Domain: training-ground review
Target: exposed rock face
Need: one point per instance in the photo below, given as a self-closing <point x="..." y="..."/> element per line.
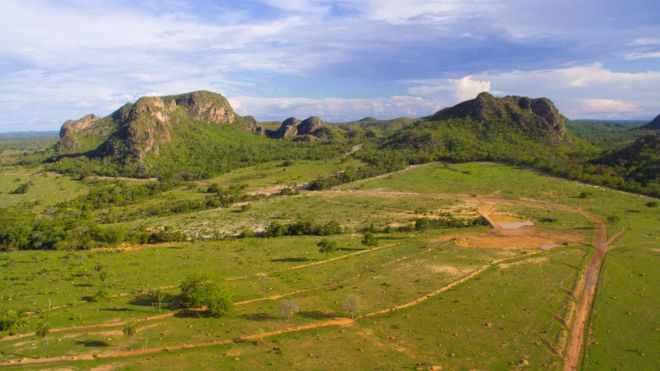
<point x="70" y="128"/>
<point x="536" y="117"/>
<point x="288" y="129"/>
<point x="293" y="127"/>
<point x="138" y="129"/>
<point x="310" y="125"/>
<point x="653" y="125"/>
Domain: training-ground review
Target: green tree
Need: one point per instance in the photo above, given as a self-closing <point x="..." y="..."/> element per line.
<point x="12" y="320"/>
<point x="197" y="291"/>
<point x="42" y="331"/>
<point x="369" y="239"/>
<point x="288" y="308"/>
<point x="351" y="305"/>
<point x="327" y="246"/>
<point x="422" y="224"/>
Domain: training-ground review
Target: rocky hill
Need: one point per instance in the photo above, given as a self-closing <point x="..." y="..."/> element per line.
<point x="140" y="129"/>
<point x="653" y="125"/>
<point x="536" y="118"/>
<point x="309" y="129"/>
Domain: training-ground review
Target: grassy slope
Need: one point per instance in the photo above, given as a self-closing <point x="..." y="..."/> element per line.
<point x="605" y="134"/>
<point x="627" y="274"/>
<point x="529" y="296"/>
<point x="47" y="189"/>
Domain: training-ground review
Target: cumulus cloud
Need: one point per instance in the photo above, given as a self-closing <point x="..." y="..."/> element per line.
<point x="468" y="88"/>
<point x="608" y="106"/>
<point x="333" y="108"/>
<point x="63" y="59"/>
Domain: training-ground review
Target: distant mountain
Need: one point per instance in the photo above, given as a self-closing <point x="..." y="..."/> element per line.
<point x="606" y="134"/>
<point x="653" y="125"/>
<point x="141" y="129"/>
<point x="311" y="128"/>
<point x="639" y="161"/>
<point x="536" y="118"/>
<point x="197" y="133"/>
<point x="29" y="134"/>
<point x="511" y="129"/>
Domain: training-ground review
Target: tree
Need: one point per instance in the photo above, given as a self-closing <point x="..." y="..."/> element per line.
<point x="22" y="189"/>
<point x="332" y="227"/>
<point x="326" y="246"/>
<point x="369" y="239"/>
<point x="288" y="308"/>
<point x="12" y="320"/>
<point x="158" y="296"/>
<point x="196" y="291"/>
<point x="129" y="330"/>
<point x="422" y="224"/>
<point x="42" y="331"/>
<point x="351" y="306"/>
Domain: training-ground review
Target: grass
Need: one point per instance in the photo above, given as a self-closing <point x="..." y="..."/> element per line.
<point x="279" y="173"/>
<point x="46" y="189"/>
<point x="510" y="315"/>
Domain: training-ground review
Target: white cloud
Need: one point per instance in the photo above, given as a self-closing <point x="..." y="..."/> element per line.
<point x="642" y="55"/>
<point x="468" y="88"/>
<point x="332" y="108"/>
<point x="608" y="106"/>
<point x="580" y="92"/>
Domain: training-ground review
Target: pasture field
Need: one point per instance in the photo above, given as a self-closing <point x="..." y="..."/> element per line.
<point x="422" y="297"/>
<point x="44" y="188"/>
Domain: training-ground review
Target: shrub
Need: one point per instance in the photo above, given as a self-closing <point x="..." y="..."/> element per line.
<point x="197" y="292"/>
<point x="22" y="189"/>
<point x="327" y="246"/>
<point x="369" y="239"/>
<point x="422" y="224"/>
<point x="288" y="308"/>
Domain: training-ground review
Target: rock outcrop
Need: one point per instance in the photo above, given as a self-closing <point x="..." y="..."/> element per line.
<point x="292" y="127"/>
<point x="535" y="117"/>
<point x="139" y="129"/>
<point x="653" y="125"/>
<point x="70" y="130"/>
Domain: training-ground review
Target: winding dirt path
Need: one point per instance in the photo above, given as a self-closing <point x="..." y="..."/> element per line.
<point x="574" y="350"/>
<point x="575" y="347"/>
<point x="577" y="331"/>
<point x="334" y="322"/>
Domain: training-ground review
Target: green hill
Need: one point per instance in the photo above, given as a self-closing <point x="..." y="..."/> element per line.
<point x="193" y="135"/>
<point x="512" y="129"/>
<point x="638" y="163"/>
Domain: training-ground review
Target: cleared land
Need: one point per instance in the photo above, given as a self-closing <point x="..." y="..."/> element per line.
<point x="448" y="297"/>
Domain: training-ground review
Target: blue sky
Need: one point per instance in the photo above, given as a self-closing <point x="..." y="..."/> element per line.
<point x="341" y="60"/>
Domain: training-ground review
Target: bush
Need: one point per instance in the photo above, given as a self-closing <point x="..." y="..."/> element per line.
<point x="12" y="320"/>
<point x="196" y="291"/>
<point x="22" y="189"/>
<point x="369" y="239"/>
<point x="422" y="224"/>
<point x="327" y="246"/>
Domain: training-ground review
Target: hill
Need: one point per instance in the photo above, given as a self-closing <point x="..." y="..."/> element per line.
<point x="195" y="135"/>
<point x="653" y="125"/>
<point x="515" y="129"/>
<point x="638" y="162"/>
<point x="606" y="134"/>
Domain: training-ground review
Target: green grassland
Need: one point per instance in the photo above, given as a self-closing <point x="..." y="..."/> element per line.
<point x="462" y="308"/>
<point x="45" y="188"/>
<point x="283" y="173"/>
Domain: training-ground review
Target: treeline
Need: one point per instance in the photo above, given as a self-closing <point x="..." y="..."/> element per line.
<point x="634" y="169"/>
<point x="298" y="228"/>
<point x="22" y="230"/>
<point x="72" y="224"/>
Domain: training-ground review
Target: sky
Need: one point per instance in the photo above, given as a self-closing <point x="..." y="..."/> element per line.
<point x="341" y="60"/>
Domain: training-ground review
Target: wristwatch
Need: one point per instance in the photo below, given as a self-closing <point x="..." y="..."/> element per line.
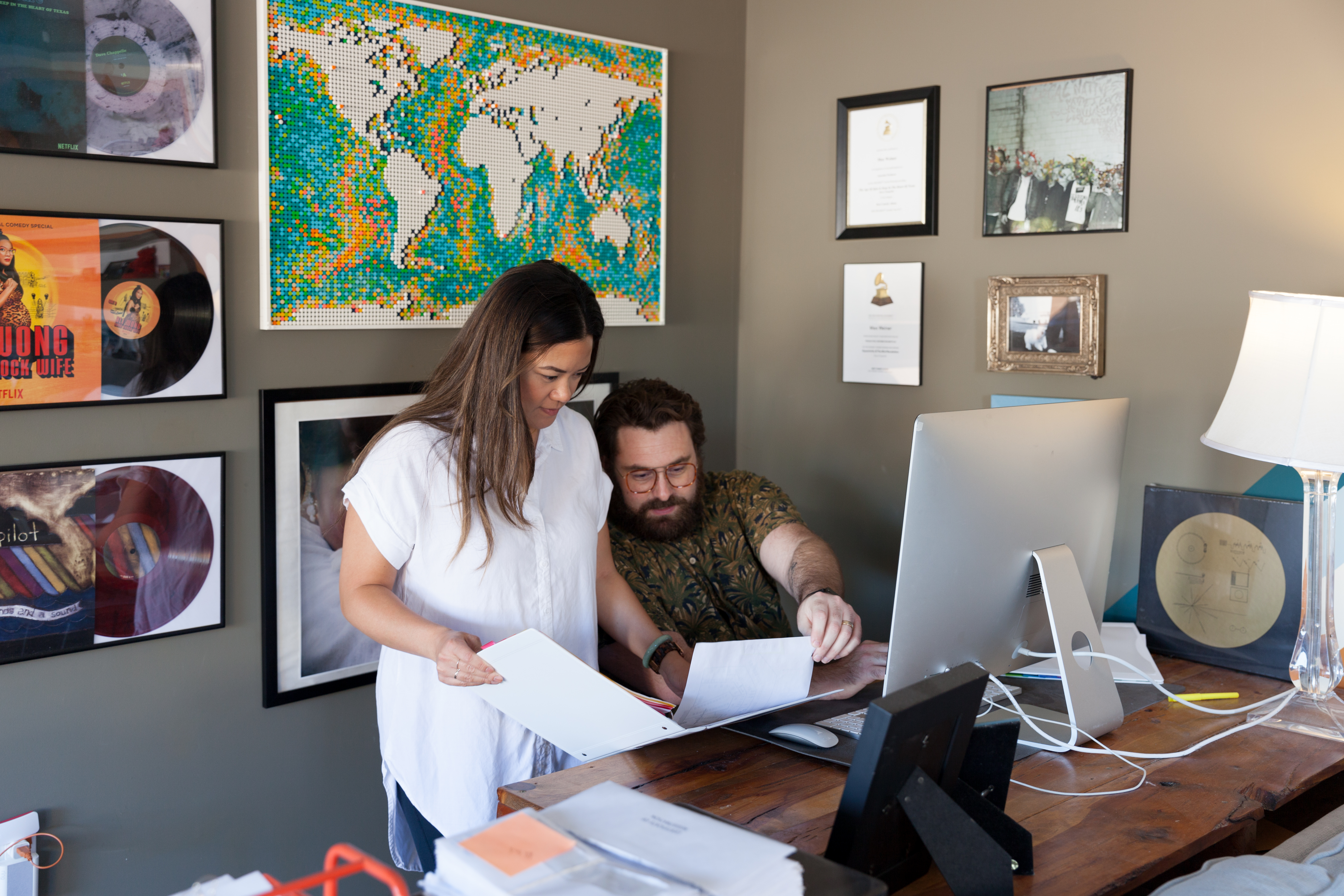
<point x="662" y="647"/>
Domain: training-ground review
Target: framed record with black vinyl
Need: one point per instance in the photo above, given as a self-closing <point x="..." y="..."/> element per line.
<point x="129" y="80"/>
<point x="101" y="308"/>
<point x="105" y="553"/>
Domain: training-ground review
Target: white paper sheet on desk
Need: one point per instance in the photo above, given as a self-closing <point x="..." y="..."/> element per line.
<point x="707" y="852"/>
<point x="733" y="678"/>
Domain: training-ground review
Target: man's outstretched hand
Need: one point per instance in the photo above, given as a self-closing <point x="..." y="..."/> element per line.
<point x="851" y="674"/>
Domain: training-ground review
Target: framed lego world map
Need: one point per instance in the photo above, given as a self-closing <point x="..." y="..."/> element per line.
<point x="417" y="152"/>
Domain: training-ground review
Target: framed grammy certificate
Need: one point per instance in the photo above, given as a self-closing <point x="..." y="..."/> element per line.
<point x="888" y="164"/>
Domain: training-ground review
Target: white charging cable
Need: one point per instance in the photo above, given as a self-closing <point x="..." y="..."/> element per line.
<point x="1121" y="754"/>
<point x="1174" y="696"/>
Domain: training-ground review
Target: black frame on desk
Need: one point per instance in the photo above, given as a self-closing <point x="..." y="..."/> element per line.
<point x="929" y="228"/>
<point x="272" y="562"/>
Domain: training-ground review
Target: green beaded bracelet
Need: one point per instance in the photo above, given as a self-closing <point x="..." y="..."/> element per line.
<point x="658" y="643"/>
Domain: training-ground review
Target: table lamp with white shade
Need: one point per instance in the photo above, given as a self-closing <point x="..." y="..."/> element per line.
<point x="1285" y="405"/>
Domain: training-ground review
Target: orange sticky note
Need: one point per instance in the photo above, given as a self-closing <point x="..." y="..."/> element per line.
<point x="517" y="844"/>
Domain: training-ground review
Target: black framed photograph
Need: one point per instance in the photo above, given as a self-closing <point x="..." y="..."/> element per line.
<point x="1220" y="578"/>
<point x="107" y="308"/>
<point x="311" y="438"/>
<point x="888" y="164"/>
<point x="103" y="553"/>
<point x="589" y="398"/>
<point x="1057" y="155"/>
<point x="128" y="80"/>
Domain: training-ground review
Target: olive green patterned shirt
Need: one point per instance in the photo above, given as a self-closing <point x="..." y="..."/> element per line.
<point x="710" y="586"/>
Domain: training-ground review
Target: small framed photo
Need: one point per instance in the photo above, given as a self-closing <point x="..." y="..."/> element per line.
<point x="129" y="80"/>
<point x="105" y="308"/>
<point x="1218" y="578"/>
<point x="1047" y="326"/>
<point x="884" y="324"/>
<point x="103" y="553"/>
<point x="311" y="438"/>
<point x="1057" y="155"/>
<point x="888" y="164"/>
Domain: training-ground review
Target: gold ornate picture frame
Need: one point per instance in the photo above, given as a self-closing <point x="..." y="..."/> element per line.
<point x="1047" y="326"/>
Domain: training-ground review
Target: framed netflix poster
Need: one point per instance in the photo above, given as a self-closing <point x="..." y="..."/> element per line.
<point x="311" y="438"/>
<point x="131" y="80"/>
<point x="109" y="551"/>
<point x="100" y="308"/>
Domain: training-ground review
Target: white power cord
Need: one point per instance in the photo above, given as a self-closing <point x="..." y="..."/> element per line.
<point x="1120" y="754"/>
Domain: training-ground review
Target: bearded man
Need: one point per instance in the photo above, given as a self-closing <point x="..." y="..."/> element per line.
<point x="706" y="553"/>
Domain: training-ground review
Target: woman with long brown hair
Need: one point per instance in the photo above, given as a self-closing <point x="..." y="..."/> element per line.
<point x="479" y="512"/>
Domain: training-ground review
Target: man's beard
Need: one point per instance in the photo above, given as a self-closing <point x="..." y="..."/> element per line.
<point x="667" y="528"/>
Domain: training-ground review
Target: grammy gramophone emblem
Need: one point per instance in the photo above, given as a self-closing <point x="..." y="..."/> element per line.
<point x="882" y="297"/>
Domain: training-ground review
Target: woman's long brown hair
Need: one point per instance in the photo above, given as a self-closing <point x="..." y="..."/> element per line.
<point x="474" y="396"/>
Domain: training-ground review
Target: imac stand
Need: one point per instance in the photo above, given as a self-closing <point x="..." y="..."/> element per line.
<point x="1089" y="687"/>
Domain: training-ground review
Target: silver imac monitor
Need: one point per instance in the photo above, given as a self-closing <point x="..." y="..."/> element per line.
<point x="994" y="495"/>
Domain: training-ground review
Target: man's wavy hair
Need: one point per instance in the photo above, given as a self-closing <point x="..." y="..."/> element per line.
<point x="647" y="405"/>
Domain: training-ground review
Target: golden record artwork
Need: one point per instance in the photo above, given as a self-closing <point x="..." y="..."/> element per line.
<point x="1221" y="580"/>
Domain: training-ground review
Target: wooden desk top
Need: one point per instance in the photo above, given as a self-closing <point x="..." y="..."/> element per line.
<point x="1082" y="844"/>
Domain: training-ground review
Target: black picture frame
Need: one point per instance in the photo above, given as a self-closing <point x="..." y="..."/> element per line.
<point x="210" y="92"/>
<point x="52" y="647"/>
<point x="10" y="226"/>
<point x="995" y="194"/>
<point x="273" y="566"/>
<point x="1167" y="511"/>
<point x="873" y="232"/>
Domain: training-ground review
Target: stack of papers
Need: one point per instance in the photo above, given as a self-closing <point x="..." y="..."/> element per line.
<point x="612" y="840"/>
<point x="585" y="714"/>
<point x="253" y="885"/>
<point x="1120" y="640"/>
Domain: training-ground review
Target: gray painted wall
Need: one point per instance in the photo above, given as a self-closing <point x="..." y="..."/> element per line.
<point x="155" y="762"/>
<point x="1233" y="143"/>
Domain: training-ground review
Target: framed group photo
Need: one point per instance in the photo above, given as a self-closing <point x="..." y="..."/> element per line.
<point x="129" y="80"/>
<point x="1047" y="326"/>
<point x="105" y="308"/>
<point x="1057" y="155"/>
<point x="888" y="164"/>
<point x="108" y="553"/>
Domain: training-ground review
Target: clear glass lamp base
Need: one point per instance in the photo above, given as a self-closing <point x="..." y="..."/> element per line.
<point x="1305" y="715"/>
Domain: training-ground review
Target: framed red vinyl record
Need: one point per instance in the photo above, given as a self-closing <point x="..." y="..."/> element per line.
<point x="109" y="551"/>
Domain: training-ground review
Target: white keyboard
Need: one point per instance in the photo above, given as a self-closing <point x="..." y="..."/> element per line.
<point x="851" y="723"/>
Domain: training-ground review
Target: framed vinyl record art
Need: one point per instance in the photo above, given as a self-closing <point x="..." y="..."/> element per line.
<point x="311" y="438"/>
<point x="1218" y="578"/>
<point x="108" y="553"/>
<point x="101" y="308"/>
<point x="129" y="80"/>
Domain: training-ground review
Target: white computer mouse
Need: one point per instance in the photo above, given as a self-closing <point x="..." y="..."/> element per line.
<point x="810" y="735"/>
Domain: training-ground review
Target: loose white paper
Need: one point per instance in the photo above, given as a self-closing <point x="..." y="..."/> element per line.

-- Exercise aim --
Report each line of the rows above that contains the string "record". Treat uppercase and lowercase as different.

-- Output of the task --
Target: framed record with black vinyl
Target: golden record artwork
Target: framed red vinyl record
Target: framed vinyl record art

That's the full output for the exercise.